Excerpt:
>>

The Palestinian Health Ministry has warned that hospitals in Gaza could close within days due to a shortage of fuel and subsequent power outages after the US decided to cut aid to the besieged enclave and the West Bank.
Ministry spokesman Ashraf al-Qidra said generators are about to shut in major hospitals in Gaza because fuel supplies have run out, complaining that the related parties have so far refused to address the problem.
Last Tuesday, the ministry warned of the collapse of medical services in Gaza hospitals due to the lack of fuel needed to run generators.
Home to nearly two million people, the Gaza Strip has a total of 13 hospitals and 54 primary health care centers that account for roughly 95 percent of all health services in the coastal enclave.
Gaza, which is grappling with an Israeli siege, has struggled with severe electricity shortages since 2006.
The director of a hospital in the occupied East Jerusalem al-Quds on Sunday warned that the US decision to cut $25 million in medical aid to Palestinians would have a “severe effect.”
Bassem Abu Libdeh, the director of the Makassed hospital, said the US decision affects 40 percent of costs in the East Jerusalem al-Quds Hospital Network, which includes a group of six hospitals.
The United States on Saturday said it would put the money toward “high-priority projects elsewhere,” without specifying them.
According to the World Health Organization, the medical centers provide cancer treatment and other critical care for Palestinians to whom such medical assistance is unavailable in the occupied West Bank and the besieged Gaza Strip.

<<

Rewrite the part of the report on Gaza hospitals starting with "Last Tuesday, the" and going on through "the coastal enclave.", with "clinics" in place of "primary health care centers".

Dataset entries
>>

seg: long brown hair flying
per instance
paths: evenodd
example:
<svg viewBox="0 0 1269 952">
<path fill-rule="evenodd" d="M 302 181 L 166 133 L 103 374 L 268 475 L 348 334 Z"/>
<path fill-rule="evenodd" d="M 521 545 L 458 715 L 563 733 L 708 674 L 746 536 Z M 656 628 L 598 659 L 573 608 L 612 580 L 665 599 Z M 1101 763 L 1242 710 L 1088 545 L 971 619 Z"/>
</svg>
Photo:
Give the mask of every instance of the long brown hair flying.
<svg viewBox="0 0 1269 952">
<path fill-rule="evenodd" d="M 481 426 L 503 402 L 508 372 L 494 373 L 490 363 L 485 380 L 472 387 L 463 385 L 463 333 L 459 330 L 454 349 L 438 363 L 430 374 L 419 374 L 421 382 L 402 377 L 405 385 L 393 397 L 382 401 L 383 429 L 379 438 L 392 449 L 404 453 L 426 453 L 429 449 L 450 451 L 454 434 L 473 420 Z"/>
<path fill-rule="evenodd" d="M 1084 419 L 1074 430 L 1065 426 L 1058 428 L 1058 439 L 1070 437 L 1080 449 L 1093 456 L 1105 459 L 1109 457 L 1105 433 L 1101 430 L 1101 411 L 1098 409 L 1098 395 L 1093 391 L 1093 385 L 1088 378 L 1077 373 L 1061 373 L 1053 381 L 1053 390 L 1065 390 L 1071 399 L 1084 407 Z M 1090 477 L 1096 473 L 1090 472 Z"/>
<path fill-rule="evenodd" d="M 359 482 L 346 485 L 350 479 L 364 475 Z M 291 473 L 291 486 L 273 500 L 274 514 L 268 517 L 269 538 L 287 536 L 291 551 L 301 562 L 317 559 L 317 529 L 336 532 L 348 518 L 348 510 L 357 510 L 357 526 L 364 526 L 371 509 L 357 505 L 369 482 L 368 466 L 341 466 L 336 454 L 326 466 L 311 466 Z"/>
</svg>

<<
>>

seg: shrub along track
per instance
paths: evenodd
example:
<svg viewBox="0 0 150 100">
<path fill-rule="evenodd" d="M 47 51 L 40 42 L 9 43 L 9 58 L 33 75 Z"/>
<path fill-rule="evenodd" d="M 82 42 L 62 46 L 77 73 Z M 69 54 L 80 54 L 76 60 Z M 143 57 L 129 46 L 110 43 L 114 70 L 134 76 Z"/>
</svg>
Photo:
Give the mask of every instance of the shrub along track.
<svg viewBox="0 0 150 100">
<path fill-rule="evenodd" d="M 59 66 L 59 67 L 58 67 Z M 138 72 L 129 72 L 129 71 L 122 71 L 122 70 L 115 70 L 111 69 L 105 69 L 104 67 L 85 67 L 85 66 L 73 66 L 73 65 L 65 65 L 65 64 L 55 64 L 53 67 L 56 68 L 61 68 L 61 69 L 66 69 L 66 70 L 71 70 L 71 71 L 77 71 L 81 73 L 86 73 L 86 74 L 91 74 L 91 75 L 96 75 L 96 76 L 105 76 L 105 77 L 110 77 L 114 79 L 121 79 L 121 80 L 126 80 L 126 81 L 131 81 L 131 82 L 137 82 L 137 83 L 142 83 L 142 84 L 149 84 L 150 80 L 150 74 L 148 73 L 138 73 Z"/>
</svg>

<<
>>

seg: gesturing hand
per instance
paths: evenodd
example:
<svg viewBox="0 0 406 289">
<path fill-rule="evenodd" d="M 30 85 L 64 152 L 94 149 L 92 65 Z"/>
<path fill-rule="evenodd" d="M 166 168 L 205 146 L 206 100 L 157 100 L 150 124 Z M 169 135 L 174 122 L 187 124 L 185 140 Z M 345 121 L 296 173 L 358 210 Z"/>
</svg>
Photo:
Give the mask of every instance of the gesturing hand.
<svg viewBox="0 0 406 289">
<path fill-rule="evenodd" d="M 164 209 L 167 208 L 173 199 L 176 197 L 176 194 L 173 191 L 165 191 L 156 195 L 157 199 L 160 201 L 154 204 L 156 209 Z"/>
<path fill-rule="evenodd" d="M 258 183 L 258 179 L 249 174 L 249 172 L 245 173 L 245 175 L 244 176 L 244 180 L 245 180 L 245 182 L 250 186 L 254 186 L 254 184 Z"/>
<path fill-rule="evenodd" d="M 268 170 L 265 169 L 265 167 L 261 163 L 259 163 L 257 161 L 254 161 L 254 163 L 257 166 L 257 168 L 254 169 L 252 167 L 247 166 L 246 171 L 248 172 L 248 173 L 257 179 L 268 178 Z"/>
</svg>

<<

Output for this task:
Last Tuesday, the ministry warned of the collapse of medical services in Gaza hospitals due to the lack of fuel needed to run generators.
Home to nearly two million people, the Gaza Strip has a total of 13 hospitals and 54 clinics that account for roughly 95 percent of all health services in the coastal enclave.